TASK >> Locate the lines of the listing below that hold "feather", then copy each of them.

(DATA EXTRACTS Opens)

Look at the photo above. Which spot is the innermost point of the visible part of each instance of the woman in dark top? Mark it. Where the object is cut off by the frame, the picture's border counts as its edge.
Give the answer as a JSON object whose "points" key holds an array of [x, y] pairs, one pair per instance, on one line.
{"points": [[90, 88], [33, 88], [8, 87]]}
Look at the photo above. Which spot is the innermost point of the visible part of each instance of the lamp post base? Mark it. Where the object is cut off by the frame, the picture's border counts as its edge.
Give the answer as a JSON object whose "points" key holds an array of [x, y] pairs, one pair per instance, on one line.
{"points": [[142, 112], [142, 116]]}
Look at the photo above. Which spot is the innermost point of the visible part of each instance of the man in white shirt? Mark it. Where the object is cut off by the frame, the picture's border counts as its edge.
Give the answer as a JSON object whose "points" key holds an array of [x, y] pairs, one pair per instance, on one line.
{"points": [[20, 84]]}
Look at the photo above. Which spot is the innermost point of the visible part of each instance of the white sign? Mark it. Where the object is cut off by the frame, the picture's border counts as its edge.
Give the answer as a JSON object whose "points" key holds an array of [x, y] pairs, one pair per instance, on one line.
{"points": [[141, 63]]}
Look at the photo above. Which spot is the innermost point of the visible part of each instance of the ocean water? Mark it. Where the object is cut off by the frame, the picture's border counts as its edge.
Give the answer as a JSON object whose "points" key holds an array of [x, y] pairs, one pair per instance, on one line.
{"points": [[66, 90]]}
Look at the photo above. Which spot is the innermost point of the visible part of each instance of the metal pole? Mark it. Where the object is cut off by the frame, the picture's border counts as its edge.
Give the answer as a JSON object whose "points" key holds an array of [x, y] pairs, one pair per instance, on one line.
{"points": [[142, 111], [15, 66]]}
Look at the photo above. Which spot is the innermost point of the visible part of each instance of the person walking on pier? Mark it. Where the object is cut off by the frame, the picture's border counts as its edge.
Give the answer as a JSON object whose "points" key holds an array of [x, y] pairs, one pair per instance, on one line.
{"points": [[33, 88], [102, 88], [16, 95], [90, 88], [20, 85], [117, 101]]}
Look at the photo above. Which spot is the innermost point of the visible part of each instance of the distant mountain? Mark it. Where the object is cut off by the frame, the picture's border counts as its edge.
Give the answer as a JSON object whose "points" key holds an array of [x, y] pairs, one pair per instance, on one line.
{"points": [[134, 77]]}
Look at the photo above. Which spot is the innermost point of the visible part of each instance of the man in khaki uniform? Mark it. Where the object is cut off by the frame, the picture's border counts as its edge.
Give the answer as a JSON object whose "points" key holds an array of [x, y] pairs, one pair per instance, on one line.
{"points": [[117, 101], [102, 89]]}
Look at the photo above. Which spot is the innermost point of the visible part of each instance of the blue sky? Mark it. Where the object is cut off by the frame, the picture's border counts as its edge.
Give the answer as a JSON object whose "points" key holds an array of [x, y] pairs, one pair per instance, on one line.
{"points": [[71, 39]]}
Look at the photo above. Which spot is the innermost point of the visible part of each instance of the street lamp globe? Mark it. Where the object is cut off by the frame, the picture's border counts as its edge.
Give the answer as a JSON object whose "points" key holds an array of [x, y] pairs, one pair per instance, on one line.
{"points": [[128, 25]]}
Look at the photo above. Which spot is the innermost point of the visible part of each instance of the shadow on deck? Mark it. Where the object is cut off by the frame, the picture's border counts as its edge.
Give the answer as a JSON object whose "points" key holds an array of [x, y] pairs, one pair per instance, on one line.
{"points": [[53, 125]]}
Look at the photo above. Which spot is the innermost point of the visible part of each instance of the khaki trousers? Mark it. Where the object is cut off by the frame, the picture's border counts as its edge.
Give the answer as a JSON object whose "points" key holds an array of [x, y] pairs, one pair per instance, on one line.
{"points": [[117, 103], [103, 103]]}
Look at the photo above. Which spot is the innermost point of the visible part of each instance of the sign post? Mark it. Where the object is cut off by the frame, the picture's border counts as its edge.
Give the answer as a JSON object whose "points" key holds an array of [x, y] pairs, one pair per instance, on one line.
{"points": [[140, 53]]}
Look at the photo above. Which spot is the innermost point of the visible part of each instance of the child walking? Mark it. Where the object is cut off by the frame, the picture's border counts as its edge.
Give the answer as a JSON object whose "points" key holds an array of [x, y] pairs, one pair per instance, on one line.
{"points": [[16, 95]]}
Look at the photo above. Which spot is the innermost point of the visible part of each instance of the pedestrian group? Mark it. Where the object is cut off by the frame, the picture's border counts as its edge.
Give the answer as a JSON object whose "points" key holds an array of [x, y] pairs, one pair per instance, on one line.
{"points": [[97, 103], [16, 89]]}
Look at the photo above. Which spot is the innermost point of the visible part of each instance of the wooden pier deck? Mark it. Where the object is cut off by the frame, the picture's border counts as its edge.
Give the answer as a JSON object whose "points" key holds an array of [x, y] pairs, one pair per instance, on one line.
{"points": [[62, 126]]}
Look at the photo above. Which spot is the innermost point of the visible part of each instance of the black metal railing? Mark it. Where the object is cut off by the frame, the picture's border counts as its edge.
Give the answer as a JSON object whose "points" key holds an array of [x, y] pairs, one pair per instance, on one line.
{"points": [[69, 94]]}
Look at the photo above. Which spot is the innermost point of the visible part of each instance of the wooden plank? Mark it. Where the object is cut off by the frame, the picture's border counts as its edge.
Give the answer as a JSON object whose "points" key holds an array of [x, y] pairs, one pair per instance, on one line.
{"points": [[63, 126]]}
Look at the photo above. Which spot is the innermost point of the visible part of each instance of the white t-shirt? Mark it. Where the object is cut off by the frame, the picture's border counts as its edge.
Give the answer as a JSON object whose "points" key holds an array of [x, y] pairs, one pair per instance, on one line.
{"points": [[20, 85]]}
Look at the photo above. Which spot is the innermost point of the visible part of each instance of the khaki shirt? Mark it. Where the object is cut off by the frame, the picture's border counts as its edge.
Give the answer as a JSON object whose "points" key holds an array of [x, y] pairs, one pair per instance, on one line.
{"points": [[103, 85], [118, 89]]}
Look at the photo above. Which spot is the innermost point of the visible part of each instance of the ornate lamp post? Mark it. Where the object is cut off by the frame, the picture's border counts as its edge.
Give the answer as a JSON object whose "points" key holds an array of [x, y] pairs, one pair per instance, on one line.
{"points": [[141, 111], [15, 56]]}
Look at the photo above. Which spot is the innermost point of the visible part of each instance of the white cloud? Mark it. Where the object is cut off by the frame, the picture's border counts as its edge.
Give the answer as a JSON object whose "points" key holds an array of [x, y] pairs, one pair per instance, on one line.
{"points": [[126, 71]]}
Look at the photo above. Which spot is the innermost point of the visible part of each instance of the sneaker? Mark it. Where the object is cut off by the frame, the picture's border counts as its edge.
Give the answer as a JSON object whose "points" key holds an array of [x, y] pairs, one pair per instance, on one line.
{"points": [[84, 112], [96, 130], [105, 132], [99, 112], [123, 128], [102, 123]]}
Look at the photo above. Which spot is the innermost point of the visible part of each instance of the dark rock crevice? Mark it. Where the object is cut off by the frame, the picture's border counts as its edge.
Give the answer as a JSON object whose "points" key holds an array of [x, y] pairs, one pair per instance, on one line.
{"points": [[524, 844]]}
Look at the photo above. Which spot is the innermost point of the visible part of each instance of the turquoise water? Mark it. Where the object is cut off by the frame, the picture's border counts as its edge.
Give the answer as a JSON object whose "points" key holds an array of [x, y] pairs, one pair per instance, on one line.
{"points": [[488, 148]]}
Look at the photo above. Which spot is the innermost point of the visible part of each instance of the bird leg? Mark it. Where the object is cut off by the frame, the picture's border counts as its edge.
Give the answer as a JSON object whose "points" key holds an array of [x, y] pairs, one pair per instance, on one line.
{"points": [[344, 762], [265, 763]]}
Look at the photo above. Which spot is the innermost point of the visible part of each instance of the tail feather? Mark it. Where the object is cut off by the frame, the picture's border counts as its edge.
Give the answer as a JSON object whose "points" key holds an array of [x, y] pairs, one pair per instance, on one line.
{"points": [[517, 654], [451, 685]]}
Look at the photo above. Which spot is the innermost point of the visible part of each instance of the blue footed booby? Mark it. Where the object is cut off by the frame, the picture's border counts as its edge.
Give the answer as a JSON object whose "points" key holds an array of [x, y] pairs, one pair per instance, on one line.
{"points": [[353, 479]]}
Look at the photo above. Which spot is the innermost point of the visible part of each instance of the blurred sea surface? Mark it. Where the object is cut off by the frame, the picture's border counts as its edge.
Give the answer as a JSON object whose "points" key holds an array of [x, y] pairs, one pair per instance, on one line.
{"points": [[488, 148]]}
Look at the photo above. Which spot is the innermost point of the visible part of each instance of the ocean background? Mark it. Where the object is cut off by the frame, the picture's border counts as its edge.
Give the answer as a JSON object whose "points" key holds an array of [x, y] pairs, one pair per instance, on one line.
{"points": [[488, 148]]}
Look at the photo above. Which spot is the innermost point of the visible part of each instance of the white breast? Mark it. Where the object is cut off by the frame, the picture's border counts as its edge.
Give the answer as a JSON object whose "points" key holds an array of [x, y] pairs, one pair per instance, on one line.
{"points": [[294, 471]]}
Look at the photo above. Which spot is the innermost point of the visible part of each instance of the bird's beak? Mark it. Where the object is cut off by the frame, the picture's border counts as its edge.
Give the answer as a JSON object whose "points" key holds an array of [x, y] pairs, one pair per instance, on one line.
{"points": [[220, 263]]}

(DATA EXTRACTS Closes)
(DATA EXTRACTS Opens)

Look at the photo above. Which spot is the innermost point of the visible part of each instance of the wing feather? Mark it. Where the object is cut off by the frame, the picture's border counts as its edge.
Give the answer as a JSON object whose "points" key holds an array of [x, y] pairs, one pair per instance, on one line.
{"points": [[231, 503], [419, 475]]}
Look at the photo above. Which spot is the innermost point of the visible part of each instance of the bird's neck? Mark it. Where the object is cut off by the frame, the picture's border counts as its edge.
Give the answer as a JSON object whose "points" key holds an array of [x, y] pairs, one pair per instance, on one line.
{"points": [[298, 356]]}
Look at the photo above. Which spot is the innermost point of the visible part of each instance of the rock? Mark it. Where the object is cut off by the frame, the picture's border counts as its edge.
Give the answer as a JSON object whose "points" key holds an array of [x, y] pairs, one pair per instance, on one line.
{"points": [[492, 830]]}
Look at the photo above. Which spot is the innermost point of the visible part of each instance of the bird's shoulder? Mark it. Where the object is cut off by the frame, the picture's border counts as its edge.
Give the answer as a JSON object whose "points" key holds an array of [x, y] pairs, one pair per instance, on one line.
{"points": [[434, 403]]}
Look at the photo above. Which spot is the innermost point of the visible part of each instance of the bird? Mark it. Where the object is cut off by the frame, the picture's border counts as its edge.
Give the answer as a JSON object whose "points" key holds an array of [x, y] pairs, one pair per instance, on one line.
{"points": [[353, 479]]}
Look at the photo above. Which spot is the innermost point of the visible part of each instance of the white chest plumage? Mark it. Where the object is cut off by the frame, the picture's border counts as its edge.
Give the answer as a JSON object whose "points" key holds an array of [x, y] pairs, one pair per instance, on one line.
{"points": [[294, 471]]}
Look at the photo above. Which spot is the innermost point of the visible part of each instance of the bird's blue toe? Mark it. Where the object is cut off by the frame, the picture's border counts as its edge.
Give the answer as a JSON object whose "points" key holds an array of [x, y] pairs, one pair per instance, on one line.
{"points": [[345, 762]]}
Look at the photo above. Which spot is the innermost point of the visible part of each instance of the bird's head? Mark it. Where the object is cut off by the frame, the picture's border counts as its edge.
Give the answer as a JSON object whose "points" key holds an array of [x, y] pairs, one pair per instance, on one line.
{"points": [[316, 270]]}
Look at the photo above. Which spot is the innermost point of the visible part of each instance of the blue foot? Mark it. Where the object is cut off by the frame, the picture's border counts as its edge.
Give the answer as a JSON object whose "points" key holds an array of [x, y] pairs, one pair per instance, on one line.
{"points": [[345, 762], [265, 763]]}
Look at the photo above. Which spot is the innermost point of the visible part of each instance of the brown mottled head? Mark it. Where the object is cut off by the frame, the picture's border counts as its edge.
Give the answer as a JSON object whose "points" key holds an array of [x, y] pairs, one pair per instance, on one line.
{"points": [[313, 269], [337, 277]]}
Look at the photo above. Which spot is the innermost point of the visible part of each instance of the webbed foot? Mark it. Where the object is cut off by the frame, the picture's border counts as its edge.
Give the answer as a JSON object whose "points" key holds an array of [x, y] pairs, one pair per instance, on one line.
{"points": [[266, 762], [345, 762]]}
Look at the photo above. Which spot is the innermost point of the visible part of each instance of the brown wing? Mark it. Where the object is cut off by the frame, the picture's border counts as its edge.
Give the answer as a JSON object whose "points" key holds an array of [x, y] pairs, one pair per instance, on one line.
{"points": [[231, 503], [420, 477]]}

(DATA EXTRACTS Closes)

RESPONSE BOX >>
Look at the photo above. Which spot is the innermost point of the visible part of each instance of the tail feather? Mark it. Where the object is cut off by the frame, the picture's border counts as its edge.
Look at the photo above. Which spot is the innermost point of the visible part of each instance of the wing feather? Mark it. Where the object is cut off by the frame, the picture's border counts as its edge.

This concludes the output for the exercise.